(DIRECTIONS FOR THIS TASK)
Can you gather every line of the entries below that contains the word "woman", treating uppercase and lowercase as different?
╭─ INFORMATION PROVIDED
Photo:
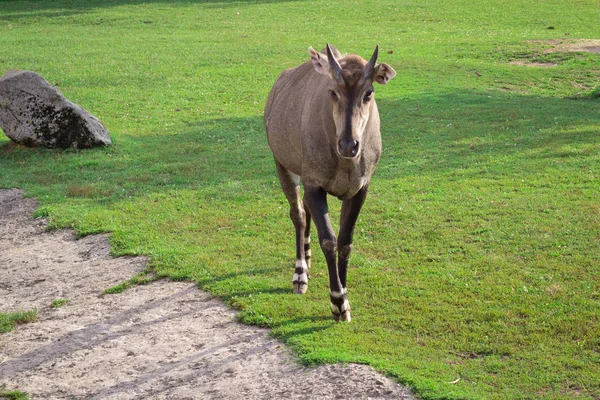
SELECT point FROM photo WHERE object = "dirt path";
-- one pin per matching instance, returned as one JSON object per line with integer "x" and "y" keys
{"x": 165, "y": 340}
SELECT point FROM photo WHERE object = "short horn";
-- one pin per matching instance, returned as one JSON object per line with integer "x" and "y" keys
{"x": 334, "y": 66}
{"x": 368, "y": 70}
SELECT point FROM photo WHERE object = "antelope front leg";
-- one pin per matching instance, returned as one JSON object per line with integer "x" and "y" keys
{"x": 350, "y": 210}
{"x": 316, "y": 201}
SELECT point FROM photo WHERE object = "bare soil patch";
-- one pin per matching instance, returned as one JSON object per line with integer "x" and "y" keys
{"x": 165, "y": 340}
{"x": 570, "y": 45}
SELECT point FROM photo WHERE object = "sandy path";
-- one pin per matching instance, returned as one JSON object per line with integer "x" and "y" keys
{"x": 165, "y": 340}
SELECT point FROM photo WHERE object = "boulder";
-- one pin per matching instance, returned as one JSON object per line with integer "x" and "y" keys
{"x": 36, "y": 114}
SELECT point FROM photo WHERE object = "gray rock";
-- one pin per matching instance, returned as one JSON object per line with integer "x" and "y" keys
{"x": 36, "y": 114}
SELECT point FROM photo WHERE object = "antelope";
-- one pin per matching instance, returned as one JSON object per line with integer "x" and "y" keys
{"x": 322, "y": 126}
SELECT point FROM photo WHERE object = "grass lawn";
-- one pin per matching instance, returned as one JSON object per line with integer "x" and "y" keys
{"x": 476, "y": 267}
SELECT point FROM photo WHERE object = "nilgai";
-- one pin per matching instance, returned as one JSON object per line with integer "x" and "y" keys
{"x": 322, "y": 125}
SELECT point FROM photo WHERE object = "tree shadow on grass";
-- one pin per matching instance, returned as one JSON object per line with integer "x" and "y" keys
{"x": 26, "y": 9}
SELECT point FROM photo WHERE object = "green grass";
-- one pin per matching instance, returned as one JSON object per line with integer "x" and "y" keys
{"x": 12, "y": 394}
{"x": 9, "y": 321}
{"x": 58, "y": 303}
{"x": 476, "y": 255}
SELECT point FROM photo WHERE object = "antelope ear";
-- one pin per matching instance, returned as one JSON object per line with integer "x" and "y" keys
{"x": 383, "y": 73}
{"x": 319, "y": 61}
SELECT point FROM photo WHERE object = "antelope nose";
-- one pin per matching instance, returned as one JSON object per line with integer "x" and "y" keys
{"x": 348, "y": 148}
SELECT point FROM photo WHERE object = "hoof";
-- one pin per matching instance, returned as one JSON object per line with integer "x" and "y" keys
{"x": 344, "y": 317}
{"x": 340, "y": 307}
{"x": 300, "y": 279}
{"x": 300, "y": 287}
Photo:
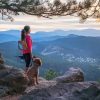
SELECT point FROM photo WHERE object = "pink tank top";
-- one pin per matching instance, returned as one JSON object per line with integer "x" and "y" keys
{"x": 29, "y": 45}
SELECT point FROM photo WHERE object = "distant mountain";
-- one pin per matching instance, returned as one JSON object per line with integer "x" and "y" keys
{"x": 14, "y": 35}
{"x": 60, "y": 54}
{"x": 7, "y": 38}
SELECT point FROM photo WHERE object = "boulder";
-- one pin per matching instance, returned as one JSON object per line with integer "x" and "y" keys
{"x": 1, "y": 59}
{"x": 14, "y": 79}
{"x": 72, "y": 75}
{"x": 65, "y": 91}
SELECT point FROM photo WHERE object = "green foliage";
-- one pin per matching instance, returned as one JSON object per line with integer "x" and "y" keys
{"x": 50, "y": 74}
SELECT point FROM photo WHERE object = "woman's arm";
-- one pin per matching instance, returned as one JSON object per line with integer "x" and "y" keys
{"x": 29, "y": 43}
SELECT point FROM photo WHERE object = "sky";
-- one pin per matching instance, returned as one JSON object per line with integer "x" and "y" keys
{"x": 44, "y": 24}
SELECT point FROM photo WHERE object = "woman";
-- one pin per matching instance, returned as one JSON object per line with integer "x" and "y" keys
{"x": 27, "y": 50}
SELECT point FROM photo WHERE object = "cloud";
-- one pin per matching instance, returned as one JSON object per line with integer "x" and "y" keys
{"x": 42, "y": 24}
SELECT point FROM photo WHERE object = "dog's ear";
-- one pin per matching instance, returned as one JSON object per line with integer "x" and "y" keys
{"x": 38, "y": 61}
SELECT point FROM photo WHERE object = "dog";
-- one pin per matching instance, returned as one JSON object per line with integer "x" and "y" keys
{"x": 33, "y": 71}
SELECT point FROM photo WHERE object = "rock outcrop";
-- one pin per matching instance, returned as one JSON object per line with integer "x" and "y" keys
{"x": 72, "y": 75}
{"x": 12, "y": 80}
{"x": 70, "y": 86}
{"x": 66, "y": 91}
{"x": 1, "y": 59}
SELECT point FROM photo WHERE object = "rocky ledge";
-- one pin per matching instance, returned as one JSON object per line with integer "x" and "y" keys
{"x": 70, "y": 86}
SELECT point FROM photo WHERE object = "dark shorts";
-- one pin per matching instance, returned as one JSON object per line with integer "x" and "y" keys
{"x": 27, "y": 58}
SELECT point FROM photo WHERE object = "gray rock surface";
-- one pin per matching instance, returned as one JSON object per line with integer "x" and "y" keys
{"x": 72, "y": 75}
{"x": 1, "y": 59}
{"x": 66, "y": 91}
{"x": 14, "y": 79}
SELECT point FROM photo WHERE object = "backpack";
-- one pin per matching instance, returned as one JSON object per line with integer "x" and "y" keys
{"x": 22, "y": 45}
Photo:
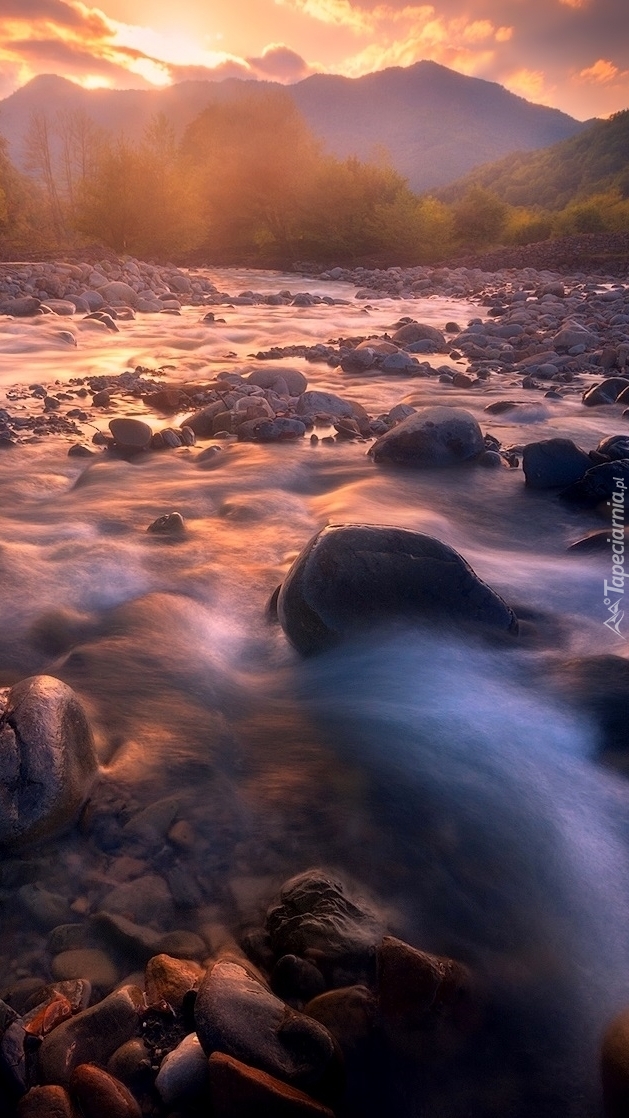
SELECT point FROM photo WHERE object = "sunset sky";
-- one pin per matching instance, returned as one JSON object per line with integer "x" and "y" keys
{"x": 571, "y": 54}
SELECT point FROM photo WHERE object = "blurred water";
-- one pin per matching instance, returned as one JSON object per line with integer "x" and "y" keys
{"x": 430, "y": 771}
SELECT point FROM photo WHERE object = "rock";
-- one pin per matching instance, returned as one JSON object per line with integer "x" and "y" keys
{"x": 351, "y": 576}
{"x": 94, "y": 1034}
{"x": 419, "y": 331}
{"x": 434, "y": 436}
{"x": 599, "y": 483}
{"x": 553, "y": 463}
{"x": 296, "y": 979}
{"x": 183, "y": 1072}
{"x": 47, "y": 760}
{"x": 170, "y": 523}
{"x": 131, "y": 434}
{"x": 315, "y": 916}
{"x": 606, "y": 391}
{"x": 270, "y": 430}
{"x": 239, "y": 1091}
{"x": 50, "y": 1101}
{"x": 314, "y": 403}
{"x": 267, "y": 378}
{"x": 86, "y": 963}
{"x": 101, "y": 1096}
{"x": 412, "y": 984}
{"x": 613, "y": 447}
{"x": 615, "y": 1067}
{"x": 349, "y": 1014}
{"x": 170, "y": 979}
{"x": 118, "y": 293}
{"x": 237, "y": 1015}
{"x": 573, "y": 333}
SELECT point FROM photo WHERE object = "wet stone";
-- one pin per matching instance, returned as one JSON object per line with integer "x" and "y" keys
╰─
╭─ INFORMATION PROVIDED
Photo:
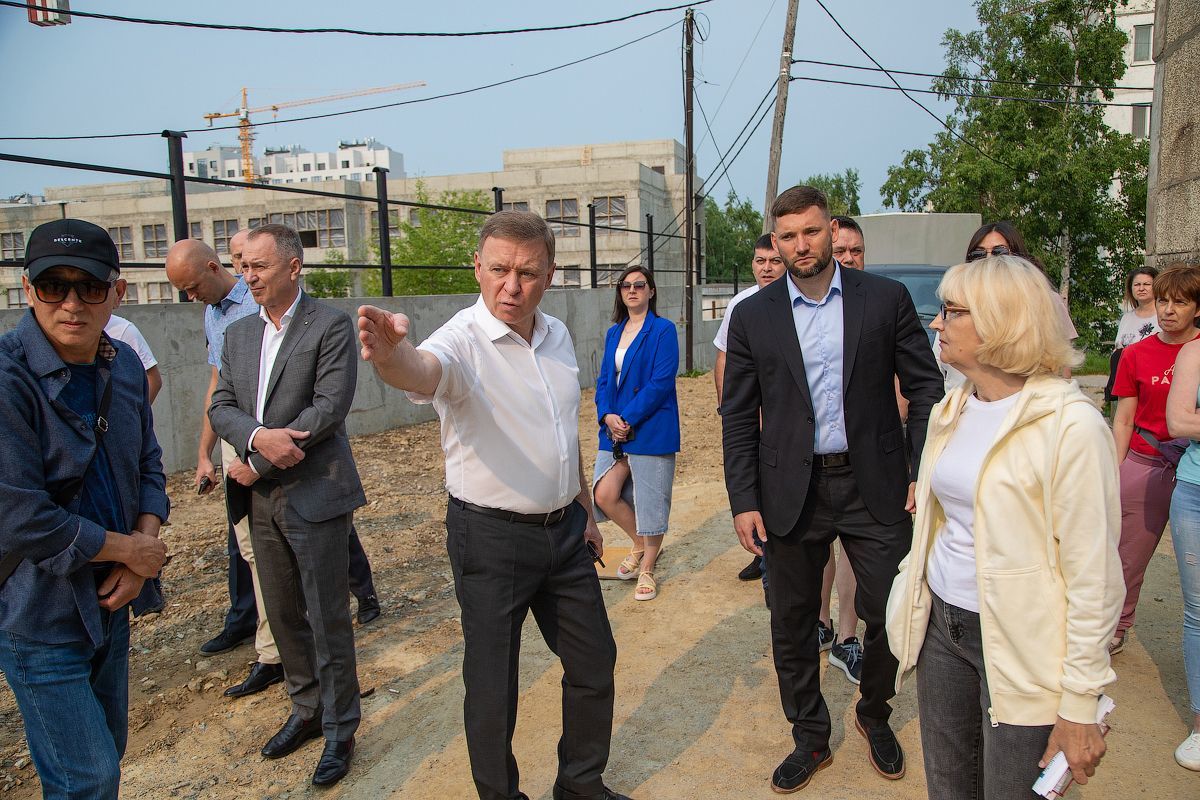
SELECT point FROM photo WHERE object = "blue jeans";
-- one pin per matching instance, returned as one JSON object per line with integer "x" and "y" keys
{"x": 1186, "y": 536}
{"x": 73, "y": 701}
╰─
(TASK ANSWER)
SELECT point FROM photo WHERE object = "woman's arm";
SELECT point FROM photo WHERE object = "woman";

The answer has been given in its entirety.